Brief:
Each record below must be returned exactly as shown.

Data for the task:

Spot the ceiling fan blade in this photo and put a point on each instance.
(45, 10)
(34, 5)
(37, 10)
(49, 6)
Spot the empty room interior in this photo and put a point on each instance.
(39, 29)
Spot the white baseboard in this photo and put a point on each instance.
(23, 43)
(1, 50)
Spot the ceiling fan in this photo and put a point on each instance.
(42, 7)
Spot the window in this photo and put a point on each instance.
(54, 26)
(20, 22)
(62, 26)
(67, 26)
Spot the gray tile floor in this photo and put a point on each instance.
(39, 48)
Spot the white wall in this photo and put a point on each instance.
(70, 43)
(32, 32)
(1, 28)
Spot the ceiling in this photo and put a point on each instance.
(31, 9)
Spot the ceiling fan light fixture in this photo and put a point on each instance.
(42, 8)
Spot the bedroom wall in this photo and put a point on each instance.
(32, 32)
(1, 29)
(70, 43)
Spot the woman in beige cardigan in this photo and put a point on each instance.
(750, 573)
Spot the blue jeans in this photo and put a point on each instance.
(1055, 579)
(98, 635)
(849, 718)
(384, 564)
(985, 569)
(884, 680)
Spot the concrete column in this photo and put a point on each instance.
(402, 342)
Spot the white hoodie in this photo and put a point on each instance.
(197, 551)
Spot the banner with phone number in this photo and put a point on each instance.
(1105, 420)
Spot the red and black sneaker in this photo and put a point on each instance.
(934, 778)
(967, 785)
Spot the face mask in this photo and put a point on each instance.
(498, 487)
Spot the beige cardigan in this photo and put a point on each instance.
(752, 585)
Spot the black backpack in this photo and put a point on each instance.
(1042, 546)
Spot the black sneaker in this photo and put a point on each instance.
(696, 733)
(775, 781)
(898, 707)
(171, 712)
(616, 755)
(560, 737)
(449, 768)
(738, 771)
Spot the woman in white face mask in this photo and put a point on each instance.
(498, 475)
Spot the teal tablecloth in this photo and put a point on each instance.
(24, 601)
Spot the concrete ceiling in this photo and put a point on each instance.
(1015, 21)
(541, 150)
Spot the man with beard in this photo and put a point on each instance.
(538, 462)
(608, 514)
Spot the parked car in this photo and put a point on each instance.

Result of this task:
Spot the ceiling fan blade in this photo and put a point on each instance.
(45, 10)
(34, 5)
(37, 10)
(49, 6)
Spot the empty room interior in this photo and put a point on each instance.
(39, 29)
Spot the white baseboard in this photo and put a point on each instance.
(23, 43)
(1, 50)
Spot the ceiling fan in this photo and put a point on each instance.
(42, 7)
Spot the window in this photo and put a point on each instance.
(54, 26)
(20, 22)
(62, 26)
(67, 26)
Spot the gray tile floor in this photo and put a point on each instance.
(39, 48)
Spot the white wall in this photo and put a point on each instance.
(70, 43)
(32, 32)
(1, 28)
Spot the ceiling in this photo and put a point on each instance.
(31, 9)
Spot the ceiling fan light fixture in this photo and put a point on each instance.
(42, 8)
Spot the bedroom wall in this photo and put a point on each instance.
(32, 32)
(1, 29)
(70, 43)
Spot the woman in beige cardigan in this photo and put a point on each instance.
(750, 573)
Spot the blue jeans in this photo and put a point on each instance.
(1055, 579)
(98, 635)
(849, 718)
(384, 564)
(985, 569)
(884, 680)
Spot the concrete column in this photo and put a point on each instance.
(402, 342)
Spot the white hoodie in this photo and put a point on each instance.
(197, 551)
Spot the banner with phone number in this photo and put a point on each instance.
(1105, 420)
Spot the red and black sneaker in this photo and put a point on each instance.
(934, 778)
(967, 785)
Spot the face mask in this photo and put a point on each instance.
(498, 487)
Spot the beige cardigan in this photo and put a point on each instance.
(752, 585)
Spot the black backpack in this photo and put a point on each instance.
(1042, 546)
Spot the black sneaker in this photo and put a point on each instance.
(696, 733)
(775, 781)
(898, 707)
(171, 712)
(616, 755)
(560, 737)
(449, 768)
(738, 771)
Spot the woman in white face mask in this photo and put a point on each instance.
(498, 475)
Spot the teal tablecloth in this photo and put a point on each instance.
(24, 601)
Spot the concrete ceiling in this photo and put a point on each instance.
(1015, 21)
(541, 150)
Spot the man with beard in this photo and put a point on each instance.
(538, 462)
(608, 514)
Spot the parked car in this photo and put a point on each instance.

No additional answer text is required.